### DOCUMENT TEXT
Day: September 29, 2016

Thursday, 29 September 2016

10:20 – The guys showed up this morning to start work on the driveway. They’re prepping the surface and building forms today. If the weather tomorrow is favorable, they’ll pour. Colin has been barking continuously since they arrived, shouting, “Bob! Bob! They’re stealing our driveway!”

Email from Jen overnight. She has one pack of commercial oral rehydration salts in stock, good for making up 15 liters of ORS solution. She and her husband started with the Wikipedia article and then read the other references it links to. They’re prepping for at least the six of them and possibly for two or three times that many, and they decided that 15 liters was grossly insufficient.

They didn’t want to depend on the makeshift sugar/salt solution mentioned in the article, which has much worse outcomes than the formal ORS solution, but neither did they want to spend $300 or $400 on the commercial product, so they decided to order what they’d need to make ORS solution up in bulk. As Jen said, in the larger scheme of things, it’s a very cheap prep. So she multiplied out the quantities stated in the article to determine that for each 100 liters of ORS she needs:

1350 grams (~48 ounces or 3 pounds) of anhydrous glucose
290 grams (~10.3 ounces) of trisodium citrate dihydrate
260 grams (~9.2 ounces) of sodium chloride (table salt)

### SUPPLIED MATERIAL

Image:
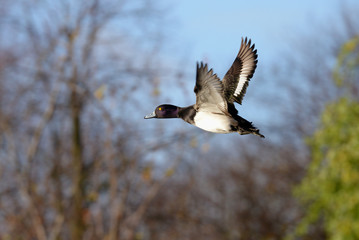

### TASK GOAL
Pick up the September 29, 2016 journal entry about the driveway work and Jen's bulk oral rehydration supplies, continuing right after its last line, the amount of sodium chloride needed per 100 liters.

### ANSWER TO THE PROBLEM
150 grams (~5.3 ounces) of potassium chloride

She and her husband decided that it’d be a good idea to have at least 300 liters’ worth on hand. They obviously have table salt stored in quantity, so Jen ordered 10 pounds of anhydrous glucose, two pounds of trisodium citrate dihydrate, and a pound of potassium chloride, all food grade. She also ordered a couple bottles of zinc sulfate tablets to use with the ORS. The total cost came to well under $100. When it arrives, they’re going to repackage all the powders in foil-laminate bags with oxygen absorbers, but first Jen is going to use a scale to determine how much of each is needed by volume to make up each liter. As she says, they may not have a functioning scale when they need it, so they’ll label the bags with quantities of each component needed in teaspoons/tablespoons per liter. She also ordered a 100 gram bottle of KI, just in case. That took the total to just over $100.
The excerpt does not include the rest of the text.